_Instrucciones_
a) Según el texto sobre Senegal, ¿qué significa «Sunu Gal»?
b) Enumere todos los pueblos que el texto sobre Senegal menciona como aquellos que dan carácter propio a las distintas zonas del país.

_Extracto de la página_
Nuestros lectores viajeros

Carmen Curtido (Senegal)

 “Cuando los primeros colonizadores llegaron, a mediados del siglo XVII, a estas tierras africanas, preguntaron con gestos a dos pescadores cómo llamaban al lugar. Ellos, malinterpretándoles, respondieron que aquello era “Sunu Gal”: “nuestra canoa”. Y bajo el nombre de Senegal, los europeos trazaron una frontera que, a la vez, amalgamaba y separaba pueblos y culturas que dotan de carácter propio a las distintas zonas del Senegal actual: los wolof, etnia minoritaria enclavada en el estratégico Dakar; los errantes serere; el imperio mandinga, los bassari de las montañas o los habitantes del “granero de Senegal” o Baja Casamance: los diola.     

 Quien visite Senegal, debe dejar que Senegal le hable. Más allá de los desiertos del norte sembrados de baobabs, de la caótica Dakar –epicentro de ricos negocios y de pobreza extrema- y de la antigua capital colonial Saint Louise, a la que el paso de los años no ha perdonado. Más allá de la fértil tierra roja, la flora y fauna exuberantes o los manglares de la Casamance, la decadente Ziguinchor y la paradisíaca isla de Carabane; más allá de la imponente Reserva Natural de Nikolo Kova y del País Bassari. Y, por supuesto, más que las magníficas playas vírgenes y los exclusivos clubes del turístico Cap Skirring.

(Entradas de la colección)
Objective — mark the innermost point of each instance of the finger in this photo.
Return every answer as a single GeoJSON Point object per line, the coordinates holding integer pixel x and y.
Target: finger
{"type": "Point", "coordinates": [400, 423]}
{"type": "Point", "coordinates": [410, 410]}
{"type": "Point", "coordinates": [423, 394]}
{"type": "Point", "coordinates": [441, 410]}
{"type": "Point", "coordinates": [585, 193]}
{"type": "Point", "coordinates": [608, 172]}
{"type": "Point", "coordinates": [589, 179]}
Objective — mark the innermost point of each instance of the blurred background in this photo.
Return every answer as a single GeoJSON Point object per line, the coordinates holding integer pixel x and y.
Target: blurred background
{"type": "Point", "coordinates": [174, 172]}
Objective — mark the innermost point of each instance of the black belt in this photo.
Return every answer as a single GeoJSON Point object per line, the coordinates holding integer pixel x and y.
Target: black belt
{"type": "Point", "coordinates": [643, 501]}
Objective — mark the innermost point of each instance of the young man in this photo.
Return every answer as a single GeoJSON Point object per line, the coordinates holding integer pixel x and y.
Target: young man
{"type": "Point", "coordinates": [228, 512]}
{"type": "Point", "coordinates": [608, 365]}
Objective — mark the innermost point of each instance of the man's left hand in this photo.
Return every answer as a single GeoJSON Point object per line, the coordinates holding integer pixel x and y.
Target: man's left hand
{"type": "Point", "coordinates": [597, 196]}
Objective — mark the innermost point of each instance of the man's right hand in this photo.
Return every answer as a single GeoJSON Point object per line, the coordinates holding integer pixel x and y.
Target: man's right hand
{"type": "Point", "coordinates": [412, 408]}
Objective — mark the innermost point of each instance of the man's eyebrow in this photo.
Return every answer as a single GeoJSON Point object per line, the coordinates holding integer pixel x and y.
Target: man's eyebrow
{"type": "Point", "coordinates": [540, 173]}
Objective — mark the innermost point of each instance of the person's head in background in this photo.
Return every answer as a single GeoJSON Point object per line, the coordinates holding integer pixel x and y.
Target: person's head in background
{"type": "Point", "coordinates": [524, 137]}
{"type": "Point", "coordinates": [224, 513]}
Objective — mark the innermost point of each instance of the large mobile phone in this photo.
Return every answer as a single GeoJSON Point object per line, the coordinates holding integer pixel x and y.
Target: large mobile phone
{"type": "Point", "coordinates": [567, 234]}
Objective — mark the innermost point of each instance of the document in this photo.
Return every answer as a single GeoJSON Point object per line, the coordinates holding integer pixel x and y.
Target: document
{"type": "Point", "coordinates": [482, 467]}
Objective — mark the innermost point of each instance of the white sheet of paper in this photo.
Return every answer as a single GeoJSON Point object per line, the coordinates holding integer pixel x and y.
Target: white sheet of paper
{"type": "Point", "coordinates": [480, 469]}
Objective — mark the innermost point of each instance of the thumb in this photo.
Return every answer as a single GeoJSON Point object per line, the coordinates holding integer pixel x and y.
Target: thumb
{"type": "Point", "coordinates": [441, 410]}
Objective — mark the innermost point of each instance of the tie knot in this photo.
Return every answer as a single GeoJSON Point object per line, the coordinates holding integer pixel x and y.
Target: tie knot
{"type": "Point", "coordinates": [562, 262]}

* * *

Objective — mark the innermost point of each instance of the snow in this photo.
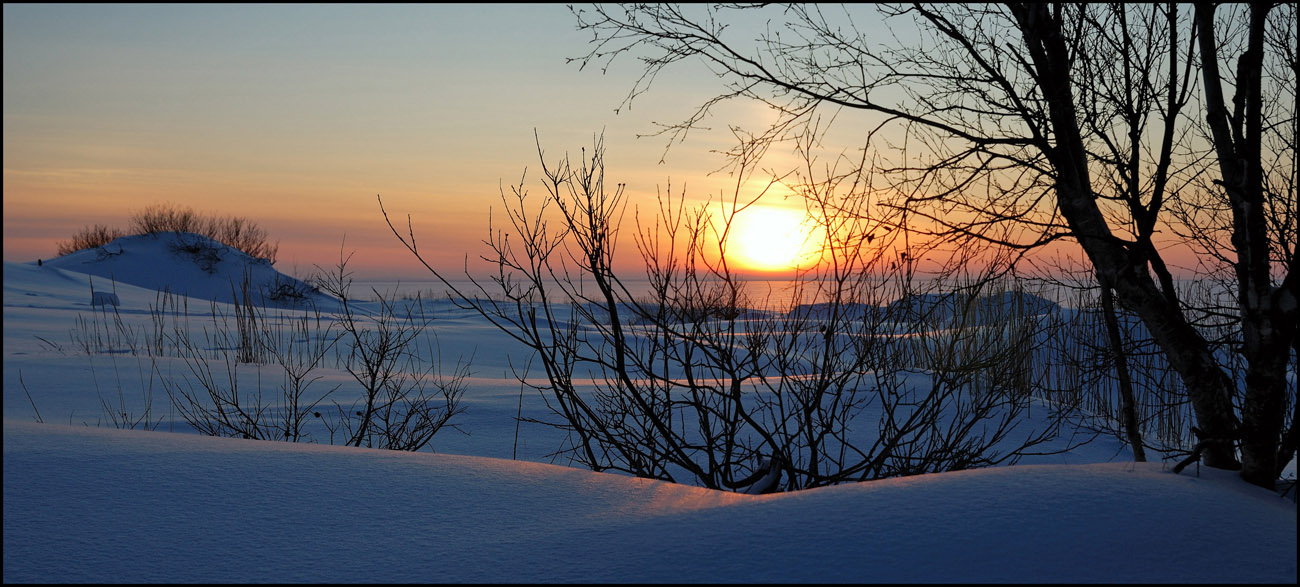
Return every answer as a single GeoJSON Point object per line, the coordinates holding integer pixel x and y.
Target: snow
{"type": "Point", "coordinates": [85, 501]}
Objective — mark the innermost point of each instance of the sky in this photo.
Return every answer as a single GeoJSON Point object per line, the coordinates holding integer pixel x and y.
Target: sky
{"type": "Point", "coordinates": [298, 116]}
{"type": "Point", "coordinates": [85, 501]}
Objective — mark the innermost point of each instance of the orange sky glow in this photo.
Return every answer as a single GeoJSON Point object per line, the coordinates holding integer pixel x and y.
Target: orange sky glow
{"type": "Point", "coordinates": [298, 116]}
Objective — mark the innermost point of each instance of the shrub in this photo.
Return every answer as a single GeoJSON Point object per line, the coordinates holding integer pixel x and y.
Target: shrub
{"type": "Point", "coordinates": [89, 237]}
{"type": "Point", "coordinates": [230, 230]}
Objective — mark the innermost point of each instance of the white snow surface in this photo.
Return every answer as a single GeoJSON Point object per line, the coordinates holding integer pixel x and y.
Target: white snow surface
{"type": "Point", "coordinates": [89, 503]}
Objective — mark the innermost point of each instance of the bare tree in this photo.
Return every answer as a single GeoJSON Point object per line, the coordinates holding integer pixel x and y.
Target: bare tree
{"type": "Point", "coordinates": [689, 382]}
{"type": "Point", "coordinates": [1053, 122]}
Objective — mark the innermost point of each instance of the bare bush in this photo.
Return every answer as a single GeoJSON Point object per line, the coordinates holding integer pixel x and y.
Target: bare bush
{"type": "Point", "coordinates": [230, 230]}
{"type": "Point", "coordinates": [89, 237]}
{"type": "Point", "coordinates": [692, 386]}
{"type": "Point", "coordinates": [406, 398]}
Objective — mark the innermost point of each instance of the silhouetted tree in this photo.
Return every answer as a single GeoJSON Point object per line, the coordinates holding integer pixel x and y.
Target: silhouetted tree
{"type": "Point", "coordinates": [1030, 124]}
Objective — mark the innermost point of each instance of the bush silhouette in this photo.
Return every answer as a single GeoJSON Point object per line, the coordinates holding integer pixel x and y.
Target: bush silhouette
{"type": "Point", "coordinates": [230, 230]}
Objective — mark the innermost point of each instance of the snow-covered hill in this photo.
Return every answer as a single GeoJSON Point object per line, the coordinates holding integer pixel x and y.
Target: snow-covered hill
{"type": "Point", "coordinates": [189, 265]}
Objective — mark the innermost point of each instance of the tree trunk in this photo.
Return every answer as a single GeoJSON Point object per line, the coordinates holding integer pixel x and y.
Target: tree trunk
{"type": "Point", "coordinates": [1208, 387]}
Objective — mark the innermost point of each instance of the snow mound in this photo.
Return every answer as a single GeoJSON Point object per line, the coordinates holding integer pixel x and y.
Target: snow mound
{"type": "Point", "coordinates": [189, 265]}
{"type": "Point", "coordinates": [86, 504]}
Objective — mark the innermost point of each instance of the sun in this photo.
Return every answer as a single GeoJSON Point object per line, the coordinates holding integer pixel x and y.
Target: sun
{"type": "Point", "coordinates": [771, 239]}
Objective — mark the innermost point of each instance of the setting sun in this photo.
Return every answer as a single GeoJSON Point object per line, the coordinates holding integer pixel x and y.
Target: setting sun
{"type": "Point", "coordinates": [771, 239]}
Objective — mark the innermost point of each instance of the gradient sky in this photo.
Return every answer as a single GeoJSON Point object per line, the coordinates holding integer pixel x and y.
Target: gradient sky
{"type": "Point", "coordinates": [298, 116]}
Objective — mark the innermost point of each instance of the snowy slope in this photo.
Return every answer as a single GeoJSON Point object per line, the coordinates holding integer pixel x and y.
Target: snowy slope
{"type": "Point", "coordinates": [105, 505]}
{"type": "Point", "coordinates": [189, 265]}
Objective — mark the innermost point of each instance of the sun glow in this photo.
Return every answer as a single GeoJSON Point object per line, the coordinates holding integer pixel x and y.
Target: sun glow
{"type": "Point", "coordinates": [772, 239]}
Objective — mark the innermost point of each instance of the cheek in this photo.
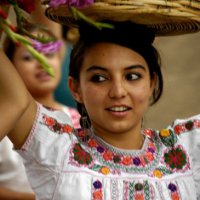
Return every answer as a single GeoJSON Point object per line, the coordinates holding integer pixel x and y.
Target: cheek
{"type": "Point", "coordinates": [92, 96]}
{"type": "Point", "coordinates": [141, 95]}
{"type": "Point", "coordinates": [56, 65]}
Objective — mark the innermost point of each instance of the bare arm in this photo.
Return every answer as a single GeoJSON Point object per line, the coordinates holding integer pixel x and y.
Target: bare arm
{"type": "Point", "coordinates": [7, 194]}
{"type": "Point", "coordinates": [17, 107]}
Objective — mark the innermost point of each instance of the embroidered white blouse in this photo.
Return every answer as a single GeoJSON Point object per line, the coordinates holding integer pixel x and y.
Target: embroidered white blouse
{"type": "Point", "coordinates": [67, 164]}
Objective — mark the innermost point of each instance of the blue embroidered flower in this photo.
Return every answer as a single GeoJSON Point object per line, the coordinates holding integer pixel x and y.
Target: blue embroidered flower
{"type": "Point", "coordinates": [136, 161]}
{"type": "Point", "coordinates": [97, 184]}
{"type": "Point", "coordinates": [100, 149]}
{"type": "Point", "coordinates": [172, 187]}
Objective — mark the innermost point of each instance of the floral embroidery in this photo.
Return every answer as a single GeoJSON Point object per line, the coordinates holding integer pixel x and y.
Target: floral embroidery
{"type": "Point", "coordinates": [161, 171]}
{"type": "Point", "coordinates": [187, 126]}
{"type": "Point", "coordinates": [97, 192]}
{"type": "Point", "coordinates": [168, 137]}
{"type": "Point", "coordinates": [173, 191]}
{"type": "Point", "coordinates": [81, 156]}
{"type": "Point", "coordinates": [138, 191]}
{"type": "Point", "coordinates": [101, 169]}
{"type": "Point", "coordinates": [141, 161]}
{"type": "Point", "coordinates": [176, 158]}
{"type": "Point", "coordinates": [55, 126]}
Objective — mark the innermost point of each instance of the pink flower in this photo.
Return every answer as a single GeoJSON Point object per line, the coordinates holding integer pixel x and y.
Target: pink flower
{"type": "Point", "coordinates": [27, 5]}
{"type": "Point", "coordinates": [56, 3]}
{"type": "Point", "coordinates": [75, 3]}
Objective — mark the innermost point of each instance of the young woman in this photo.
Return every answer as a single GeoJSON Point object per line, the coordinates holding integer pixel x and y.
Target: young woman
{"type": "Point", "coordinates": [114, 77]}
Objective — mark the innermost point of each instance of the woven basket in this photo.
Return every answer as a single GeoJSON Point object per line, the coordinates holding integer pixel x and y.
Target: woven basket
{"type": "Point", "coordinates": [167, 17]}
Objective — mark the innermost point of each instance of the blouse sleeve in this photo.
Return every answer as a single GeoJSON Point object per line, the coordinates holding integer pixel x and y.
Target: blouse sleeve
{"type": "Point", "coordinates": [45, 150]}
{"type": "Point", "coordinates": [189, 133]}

---

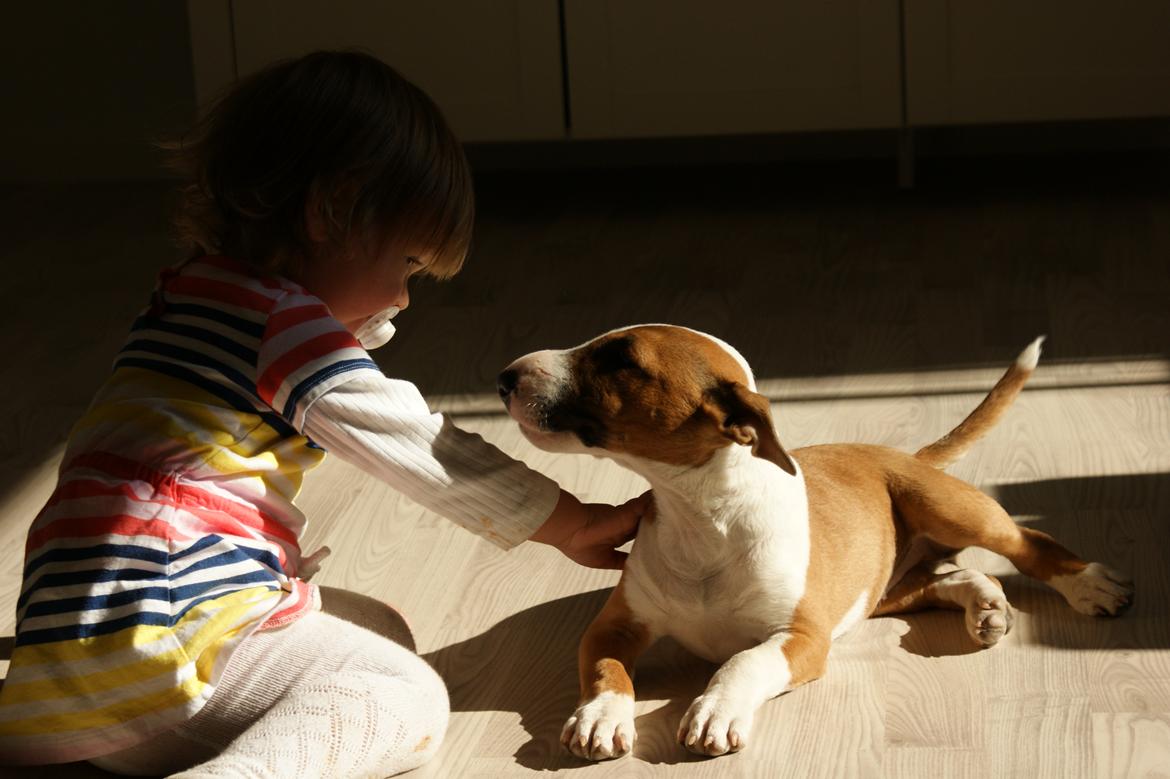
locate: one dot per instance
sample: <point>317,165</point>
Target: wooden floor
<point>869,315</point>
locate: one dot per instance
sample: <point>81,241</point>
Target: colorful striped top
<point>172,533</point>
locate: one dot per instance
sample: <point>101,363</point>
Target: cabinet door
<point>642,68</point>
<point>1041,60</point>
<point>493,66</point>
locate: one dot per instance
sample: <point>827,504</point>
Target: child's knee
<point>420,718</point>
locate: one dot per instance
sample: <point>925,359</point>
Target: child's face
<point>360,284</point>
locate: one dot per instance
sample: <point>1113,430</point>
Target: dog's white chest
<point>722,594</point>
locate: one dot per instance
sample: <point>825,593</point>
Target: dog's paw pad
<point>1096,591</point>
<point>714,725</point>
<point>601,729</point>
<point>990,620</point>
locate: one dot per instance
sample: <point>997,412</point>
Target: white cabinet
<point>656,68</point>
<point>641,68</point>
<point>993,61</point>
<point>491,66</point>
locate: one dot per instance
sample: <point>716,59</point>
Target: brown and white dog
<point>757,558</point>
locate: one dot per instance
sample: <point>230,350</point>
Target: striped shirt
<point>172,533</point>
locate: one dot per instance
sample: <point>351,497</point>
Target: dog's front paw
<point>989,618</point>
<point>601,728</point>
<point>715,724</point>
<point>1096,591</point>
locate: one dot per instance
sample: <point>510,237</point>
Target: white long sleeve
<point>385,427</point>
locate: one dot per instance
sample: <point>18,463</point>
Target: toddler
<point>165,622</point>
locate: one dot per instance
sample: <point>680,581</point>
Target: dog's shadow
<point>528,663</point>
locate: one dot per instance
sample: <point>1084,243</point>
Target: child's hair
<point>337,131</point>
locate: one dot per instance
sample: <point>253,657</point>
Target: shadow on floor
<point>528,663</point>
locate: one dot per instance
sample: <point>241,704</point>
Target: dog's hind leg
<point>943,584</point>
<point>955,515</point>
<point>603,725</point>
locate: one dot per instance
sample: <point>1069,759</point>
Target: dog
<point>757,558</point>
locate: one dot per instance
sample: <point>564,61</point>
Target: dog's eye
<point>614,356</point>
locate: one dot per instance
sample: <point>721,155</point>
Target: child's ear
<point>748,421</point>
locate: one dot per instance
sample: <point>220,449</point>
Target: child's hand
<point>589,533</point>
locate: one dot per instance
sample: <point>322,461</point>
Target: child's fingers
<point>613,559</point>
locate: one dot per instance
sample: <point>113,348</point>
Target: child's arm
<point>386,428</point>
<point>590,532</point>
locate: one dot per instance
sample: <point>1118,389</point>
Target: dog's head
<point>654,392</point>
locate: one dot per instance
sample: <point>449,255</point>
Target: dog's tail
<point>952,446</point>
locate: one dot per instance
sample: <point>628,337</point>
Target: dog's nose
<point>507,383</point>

_Soluciones por tarea_
a) Significa «nuestra canoa».

b)
- Los wolof
- Los serere
- Los mandinga
- Los bassari
- Los diola